# [Brief]
Gather every line in the listing below that contains the word "trace" and copy each one out.

# [Dataset rows]
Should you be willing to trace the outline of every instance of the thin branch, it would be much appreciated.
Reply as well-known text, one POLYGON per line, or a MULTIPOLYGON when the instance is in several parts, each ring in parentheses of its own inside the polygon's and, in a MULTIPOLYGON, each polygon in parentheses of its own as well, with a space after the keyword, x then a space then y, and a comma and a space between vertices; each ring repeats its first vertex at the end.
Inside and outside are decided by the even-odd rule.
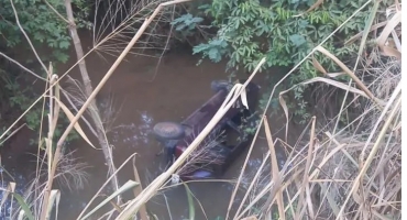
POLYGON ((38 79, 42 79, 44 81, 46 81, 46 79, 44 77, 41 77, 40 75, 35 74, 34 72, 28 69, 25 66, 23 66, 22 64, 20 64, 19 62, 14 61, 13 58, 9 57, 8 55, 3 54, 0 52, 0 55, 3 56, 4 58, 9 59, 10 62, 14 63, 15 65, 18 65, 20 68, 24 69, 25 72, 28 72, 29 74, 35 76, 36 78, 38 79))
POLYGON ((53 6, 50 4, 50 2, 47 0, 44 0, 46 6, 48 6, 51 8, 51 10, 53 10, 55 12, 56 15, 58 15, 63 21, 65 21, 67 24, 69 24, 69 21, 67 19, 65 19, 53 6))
...
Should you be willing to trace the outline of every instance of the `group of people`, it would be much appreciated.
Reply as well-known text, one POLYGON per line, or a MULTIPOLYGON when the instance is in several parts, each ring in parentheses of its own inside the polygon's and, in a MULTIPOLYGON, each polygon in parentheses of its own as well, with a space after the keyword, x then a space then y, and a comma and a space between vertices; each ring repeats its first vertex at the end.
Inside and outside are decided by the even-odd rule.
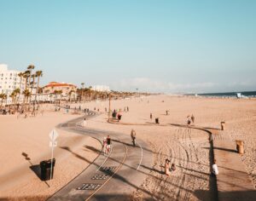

# [Response]
Should you be willing to trace the outline of every instance of the thin branch, it would be much appreciated.
Should you be willing to trace the outline of every instance of the `group of people`, it would be much appreciated.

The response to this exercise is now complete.